*EXERCISES*:
**1)** In the book description, swap "Joseph" for "Joe" in the passage that opens with the words containing "Joseph is a" and closes with "ingenious jigsaw puzzle.", and write out that passage.
**2)** Summarize the book description in two sentences.
**3)** Write what comes next in the description of the novel Desert Sundays, picking up after its final sentence.

Tom is a forty-one-year-old college professor from Kingston, New York. After his marriage crumbles, Tom heads west on a sabbatical to reevaluate his life.
Mae is a thirty-nine-year-old accountant and part time singer from Tennessee. While fleeing from a tragic past, her car breaks down in the Arizona desert.
Joseph is a twenty-nine-year-old part-Crow Indian from Montana. After graduating from college and returning to his reservation to teach high school, Joseph’s youthful optimism disappears after a violent altercation in the classroom ends his teaching career. Joseph drives south seeking a warmer climate and a solitary existence.
As the small desert town of Lunden gradually reveals its darker underbelly of violence and racism, the novel’s realism intimately captivates us. With diverse characters brought to life through a mixture of sometimes emotional, humorous, moving, shocking and heartbreakingly tragic developments as well as flashback revelations, Desert Sundays unfolds like an ingenious jigsaw puzzle.

(Dataset items)

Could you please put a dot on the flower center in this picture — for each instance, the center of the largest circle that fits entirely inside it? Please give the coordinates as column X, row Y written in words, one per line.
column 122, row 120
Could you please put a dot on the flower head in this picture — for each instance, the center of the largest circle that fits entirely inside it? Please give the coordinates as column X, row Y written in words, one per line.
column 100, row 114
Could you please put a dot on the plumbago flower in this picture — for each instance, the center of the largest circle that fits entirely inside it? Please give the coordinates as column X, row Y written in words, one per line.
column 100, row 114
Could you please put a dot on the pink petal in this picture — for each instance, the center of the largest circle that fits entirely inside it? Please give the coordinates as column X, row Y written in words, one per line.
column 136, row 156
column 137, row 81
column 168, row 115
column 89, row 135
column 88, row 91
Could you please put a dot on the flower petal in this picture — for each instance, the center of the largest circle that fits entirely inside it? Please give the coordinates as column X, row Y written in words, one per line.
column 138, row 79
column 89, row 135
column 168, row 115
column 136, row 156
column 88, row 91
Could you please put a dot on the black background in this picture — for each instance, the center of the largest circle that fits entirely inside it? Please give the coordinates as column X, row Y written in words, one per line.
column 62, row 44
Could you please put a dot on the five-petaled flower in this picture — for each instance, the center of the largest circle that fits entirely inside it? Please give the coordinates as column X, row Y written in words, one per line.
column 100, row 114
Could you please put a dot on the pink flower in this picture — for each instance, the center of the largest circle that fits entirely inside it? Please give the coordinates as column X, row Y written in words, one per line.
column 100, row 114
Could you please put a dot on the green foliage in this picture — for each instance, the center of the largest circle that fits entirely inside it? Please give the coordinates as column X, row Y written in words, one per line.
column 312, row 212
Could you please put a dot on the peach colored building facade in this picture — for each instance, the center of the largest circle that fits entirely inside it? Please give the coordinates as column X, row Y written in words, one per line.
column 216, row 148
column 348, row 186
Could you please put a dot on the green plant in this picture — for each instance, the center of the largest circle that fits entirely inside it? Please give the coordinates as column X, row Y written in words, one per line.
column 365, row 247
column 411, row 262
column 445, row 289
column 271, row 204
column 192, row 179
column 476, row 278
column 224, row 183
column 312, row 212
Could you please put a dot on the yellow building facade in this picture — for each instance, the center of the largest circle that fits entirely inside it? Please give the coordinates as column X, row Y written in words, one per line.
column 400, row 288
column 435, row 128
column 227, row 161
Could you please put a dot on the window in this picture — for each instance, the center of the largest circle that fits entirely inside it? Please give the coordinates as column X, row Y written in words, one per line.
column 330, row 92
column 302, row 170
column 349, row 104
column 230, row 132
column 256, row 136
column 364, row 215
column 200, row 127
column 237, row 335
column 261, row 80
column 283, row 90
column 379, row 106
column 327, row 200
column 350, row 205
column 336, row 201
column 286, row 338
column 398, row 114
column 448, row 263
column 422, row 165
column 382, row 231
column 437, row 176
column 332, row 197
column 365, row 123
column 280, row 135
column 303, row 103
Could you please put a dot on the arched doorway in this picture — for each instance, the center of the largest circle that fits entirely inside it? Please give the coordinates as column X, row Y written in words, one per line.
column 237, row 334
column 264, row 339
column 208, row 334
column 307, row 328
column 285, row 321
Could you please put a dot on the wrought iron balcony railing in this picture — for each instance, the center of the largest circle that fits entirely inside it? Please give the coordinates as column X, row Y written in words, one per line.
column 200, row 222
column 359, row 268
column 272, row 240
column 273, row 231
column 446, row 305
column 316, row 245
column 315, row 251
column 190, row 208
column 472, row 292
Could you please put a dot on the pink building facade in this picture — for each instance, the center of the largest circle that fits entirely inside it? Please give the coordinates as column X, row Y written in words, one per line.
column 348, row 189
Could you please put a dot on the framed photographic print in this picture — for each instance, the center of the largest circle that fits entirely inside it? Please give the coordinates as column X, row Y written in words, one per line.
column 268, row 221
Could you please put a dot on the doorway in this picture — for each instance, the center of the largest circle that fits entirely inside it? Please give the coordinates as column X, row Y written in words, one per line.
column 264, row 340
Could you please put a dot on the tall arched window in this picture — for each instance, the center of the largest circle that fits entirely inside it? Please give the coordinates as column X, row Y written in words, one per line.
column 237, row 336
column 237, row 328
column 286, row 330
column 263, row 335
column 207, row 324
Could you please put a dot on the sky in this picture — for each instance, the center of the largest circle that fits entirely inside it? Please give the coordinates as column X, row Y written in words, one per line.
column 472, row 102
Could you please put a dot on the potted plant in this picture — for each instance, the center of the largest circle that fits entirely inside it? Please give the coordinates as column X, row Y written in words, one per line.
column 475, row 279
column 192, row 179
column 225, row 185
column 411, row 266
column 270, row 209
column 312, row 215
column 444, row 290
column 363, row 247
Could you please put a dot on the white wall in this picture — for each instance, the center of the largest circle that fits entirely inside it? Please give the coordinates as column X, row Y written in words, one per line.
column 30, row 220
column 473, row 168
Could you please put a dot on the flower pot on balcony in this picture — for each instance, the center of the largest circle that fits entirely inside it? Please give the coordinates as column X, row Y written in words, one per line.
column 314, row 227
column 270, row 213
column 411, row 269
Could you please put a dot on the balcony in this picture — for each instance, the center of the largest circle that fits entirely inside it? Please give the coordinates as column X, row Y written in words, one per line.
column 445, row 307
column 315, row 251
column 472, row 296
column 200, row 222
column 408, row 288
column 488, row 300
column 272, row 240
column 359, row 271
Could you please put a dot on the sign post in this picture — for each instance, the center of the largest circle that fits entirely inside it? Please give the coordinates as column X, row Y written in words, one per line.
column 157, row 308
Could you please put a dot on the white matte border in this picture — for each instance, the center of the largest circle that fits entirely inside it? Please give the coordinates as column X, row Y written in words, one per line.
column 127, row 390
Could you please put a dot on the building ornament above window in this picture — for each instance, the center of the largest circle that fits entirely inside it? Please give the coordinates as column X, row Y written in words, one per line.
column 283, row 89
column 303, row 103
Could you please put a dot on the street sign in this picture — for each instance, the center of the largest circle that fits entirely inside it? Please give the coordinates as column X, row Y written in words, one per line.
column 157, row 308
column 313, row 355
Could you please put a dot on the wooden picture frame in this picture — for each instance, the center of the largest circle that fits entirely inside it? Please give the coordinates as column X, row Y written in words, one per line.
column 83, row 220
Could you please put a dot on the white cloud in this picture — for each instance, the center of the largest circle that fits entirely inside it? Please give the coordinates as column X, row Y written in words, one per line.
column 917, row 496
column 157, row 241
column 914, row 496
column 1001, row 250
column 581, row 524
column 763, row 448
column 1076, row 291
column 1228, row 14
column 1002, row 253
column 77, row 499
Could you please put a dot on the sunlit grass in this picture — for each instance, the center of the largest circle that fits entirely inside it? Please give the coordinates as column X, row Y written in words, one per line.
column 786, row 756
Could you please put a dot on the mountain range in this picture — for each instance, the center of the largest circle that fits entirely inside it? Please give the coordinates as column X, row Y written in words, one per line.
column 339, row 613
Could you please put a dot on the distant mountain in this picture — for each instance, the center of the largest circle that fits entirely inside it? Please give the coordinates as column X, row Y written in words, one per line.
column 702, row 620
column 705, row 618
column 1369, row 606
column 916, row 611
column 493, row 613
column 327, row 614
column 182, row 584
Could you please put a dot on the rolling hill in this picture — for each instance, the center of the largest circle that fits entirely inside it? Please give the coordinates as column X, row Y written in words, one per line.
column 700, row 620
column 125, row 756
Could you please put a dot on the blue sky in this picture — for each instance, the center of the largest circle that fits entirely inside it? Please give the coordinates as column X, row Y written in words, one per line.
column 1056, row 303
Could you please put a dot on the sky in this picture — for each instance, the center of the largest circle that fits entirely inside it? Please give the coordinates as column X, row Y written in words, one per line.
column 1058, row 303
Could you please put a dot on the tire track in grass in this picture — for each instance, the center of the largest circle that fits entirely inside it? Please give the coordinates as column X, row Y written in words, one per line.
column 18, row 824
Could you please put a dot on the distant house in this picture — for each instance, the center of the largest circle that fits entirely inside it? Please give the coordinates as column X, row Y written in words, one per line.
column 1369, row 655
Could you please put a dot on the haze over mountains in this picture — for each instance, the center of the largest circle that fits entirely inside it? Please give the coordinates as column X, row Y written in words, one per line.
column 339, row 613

*WRITTEN ANSWERS*:
**1)**
Joe is a twenty-nine-year-old part-Crow Indian from Montana. After graduating from college and returning to his reservation to teach high school, Joe’s youthful optimism disappears after a violent altercation in the classroom ends his teaching career. Joe drives south seeking a warmer climate and a solitary existence.
As the small desert town of Lunden gradually reveals its darker underbelly of violence and racism, the novel’s realism intimately captivates us. With diverse characters brought to life through a mixture of sometimes emotional, humorous, moving, shocking and heartbreakingly tragic developments as well as flashback revelations, Desert Sundays unfolds like an ingenious jigsaw puzzle.

**2)** Desert Sundays follows Tom, a college professor heading west on sabbatical after his marriage crumbles; Mae, an accountant and part-time singer whose car breaks down in the Arizona desert as she flees a tragic past; and Joseph, a part-Crow Indian who drives south after a violent classroom altercation ends his teaching career. The small desert town of Lunden gradually reveals violence and racism, and the novel unfolds like a jigsaw puzzle through emotional, humorous, and tragic developments and flashback revelations.

**3)**
Propelled toward an explosive finale, the novel compels us to reexamine concepts of legal versus moral justice, loyalty, degrees of personal loss, prejudice and even the possibility of metaphysical predetermination. Desert Sundays strikingly showcases the complexities of contemporary America, and with masterful insight, the novel vividly captures life’s intensity, touching our hearts, our hopes and our fears.